Exercise instructions: Reproduce everything from the line containing "point: foam on" down through the end of the material, replacing "thickest" with "widest" and leaving all else unchanged.

** begin Input data **

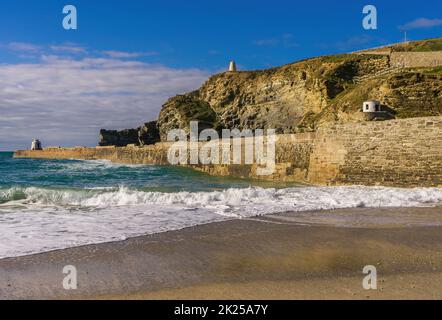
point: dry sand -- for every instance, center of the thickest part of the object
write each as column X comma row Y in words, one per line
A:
column 274, row 257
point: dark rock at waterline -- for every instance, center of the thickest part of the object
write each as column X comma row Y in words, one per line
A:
column 148, row 134
column 145, row 135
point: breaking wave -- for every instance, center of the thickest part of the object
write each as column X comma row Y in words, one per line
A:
column 239, row 202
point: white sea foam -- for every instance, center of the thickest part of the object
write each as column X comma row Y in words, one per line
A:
column 37, row 219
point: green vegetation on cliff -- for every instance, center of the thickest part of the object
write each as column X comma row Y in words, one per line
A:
column 308, row 94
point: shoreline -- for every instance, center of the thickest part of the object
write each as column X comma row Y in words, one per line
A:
column 272, row 257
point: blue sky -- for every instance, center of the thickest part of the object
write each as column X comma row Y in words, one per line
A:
column 127, row 57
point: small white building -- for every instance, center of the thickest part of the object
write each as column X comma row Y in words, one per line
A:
column 36, row 145
column 232, row 66
column 371, row 106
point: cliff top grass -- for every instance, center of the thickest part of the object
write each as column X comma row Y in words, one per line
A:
column 419, row 46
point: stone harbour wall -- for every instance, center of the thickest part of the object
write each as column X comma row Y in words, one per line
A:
column 401, row 153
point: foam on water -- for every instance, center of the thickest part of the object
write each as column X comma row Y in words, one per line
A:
column 35, row 219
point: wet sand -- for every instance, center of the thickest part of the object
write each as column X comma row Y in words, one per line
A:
column 287, row 256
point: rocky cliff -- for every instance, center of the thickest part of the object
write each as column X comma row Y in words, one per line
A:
column 306, row 95
column 144, row 135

** end Input data **

Solution for this exercise:
point: foam on water -- for every instance, center of the widest part of the object
write each as column X comma row Y in words, one per line
A:
column 35, row 219
point: wet sand -- for every instance, center of the widest part of the object
write each as column X comma row Y in words, one per line
A:
column 287, row 256
point: rocky cliff -- for every instance, center of the widest part of the object
write each as column X comma row Y in words, one per line
A:
column 306, row 95
column 144, row 135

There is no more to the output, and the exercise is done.